> [Supplied records]:
*-*-*

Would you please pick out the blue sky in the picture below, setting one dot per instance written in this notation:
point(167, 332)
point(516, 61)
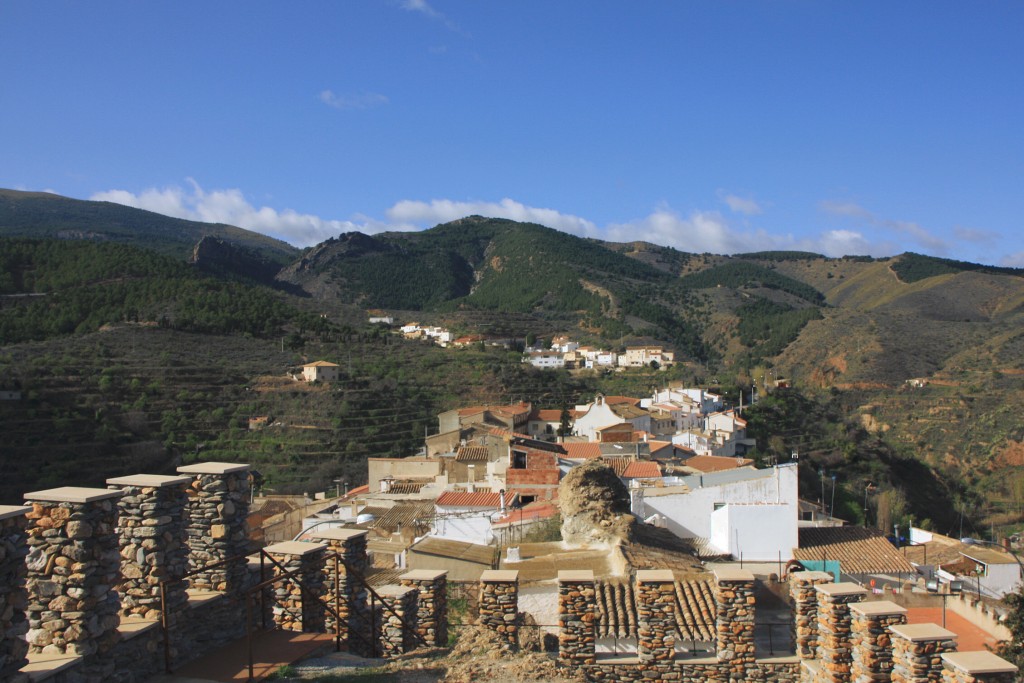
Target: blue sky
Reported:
point(870, 127)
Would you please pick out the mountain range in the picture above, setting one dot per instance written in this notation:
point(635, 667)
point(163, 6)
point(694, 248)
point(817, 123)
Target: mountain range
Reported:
point(925, 352)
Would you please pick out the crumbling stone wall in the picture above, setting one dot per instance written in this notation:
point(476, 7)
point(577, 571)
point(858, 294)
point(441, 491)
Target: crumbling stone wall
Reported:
point(577, 614)
point(431, 604)
point(499, 604)
point(13, 596)
point(153, 539)
point(218, 507)
point(595, 506)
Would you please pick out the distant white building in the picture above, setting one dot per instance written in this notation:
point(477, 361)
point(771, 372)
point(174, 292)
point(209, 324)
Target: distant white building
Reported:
point(744, 511)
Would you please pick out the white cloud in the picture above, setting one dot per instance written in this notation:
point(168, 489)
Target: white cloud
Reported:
point(440, 211)
point(230, 207)
point(918, 233)
point(363, 100)
point(741, 205)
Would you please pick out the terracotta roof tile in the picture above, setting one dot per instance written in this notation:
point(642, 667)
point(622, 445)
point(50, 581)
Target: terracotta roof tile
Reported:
point(641, 469)
point(454, 499)
point(716, 463)
point(583, 450)
point(858, 550)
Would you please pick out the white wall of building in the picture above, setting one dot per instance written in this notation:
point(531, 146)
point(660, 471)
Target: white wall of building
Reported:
point(756, 532)
point(688, 509)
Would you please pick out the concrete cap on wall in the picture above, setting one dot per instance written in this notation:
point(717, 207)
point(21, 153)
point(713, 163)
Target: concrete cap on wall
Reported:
point(730, 573)
point(295, 548)
point(980, 662)
point(213, 468)
point(8, 511)
point(73, 495)
point(919, 632)
point(500, 577)
point(147, 480)
point(337, 534)
point(877, 608)
point(424, 574)
point(655, 577)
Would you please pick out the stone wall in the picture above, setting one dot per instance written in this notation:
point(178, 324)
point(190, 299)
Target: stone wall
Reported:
point(297, 603)
point(836, 630)
point(805, 610)
point(577, 614)
point(342, 577)
point(734, 619)
point(13, 596)
point(154, 543)
point(431, 604)
point(918, 651)
point(655, 594)
point(499, 604)
point(979, 667)
point(74, 565)
point(397, 625)
point(218, 507)
point(871, 639)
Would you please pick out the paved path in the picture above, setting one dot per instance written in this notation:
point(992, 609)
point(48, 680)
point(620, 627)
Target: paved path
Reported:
point(271, 650)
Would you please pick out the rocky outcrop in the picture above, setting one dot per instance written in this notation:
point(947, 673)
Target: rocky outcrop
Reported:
point(595, 506)
point(221, 256)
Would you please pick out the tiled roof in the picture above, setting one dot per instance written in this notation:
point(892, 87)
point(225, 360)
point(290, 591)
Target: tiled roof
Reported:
point(694, 612)
point(858, 550)
point(716, 463)
point(583, 450)
point(454, 499)
point(628, 411)
point(406, 514)
point(472, 454)
point(531, 512)
point(458, 550)
point(547, 415)
point(641, 469)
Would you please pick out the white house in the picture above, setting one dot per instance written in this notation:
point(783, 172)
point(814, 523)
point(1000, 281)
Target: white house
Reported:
point(599, 415)
point(742, 511)
point(321, 371)
point(467, 516)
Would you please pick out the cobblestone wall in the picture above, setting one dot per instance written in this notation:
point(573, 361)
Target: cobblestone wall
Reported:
point(297, 603)
point(397, 626)
point(577, 613)
point(154, 543)
point(341, 579)
point(73, 566)
point(655, 594)
point(734, 605)
point(499, 604)
point(431, 604)
point(835, 630)
point(871, 639)
point(979, 667)
point(805, 610)
point(13, 596)
point(218, 506)
point(918, 651)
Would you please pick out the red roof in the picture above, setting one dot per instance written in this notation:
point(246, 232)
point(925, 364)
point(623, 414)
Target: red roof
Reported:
point(583, 450)
point(642, 469)
point(716, 463)
point(477, 500)
point(534, 511)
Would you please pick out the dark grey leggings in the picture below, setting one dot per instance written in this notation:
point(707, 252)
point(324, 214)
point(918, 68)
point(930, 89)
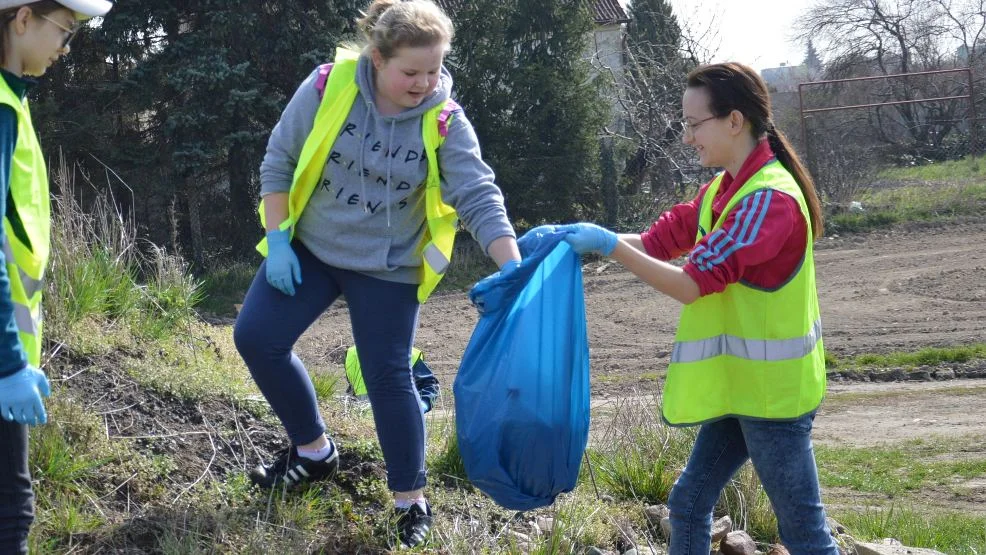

*-*-*

Reproduce all of the records above verbatim, omitting the pictures.

> [The response]:
Would you please pick out the blue sky in the picture below, setting one dot per instance written in this notation:
point(167, 332)
point(516, 61)
Target: blue sky
Reported:
point(870, 127)
Would you please pick out the mountain range in the picture above, setting one dot per instance written in this notation:
point(635, 667)
point(163, 6)
point(694, 248)
point(817, 123)
Target: mountain range
Reported:
point(925, 352)
Would you please pick out the crumbling stone wall in the picture above, setting one dot per instance written in this notation:
point(476, 7)
point(577, 571)
point(858, 294)
point(441, 491)
Target: crumbling stone wall
Reported:
point(577, 614)
point(431, 604)
point(499, 604)
point(13, 596)
point(153, 539)
point(218, 507)
point(595, 506)
Would you please pick out the distant white building in the picture above, setting one dot per instance written in this notation:
point(477, 361)
point(771, 372)
point(174, 292)
point(209, 324)
Target: distant white building
Reported:
point(744, 511)
Would you please pick out the white cloud in the picture above, setting one dot per instance written in this notation:
point(168, 489)
Target: white cloud
Reported:
point(440, 211)
point(230, 207)
point(918, 233)
point(363, 100)
point(741, 205)
Would you please pick out the terracotta roof tile in the picture above, setting one dot per instance written in this notation:
point(642, 667)
point(622, 445)
point(50, 581)
Target: terracotta roof tile
Reported:
point(641, 469)
point(454, 499)
point(716, 463)
point(583, 450)
point(858, 550)
Would you please pick out the white wall of building in the picture above, setting one dot per instance written in this notation:
point(531, 146)
point(660, 471)
Target: white wall of building
Reported:
point(756, 532)
point(688, 509)
Would you please pick out the concrete cap on wall in the picture above, setting one dot per instance written in this notation:
point(717, 207)
point(21, 153)
point(713, 163)
Target: concrete cap on wall
Reported:
point(730, 573)
point(295, 548)
point(980, 662)
point(213, 468)
point(8, 511)
point(73, 495)
point(919, 632)
point(500, 577)
point(147, 480)
point(337, 534)
point(877, 608)
point(424, 574)
point(655, 577)
Would you please pick out the stone wall in the picture above, setting one dot per instance written in this notation:
point(178, 324)
point(190, 299)
Target: stone wall
Reported:
point(297, 603)
point(836, 630)
point(805, 610)
point(577, 614)
point(342, 577)
point(734, 619)
point(13, 596)
point(154, 543)
point(431, 604)
point(918, 651)
point(655, 594)
point(499, 604)
point(979, 667)
point(74, 565)
point(397, 625)
point(218, 507)
point(871, 639)
Would you please pick out the paved path in the picture above, setting one dot per instance written in this notation:
point(992, 609)
point(48, 680)
point(620, 627)
Target: paved path
Reported:
point(271, 650)
Would you please pick out the rocky outcrop in the picture above, setting one dot per instance written in this notation:
point(947, 673)
Target: rocky outcrop
Reported:
point(595, 506)
point(221, 256)
Would you please pick out the tiled roof in the picture above, setting one dot per instance written in this notation:
point(892, 87)
point(225, 360)
point(290, 591)
Target: tiled roof
Reported:
point(694, 612)
point(858, 550)
point(716, 463)
point(583, 450)
point(454, 499)
point(628, 411)
point(406, 514)
point(472, 454)
point(531, 512)
point(458, 550)
point(547, 415)
point(641, 469)
Would you please pick out the white house in the picture above, setting one dot per instance written in this notation:
point(783, 172)
point(814, 523)
point(1000, 281)
Target: white house
Reported:
point(599, 415)
point(742, 511)
point(321, 371)
point(467, 516)
Would you please pick out the cobblestone wall in the picture above, setting one dot per instance written in this notation:
point(573, 361)
Target: cobblestone wall
Reported:
point(297, 603)
point(397, 626)
point(577, 613)
point(154, 543)
point(341, 579)
point(73, 566)
point(655, 594)
point(734, 605)
point(499, 604)
point(431, 604)
point(835, 630)
point(871, 639)
point(979, 667)
point(805, 610)
point(13, 596)
point(218, 506)
point(918, 651)
Would you please pick out the red roof in the picture above, setting one dot per instance written in this notation:
point(246, 232)
point(925, 364)
point(623, 414)
Target: red roof
Reported:
point(583, 450)
point(642, 469)
point(716, 463)
point(477, 500)
point(534, 511)
Would you please pick out the dark grey leggings in the picture below, setting one dot per instance written in this notation:
point(707, 252)
point(324, 214)
point(918, 68)
point(930, 89)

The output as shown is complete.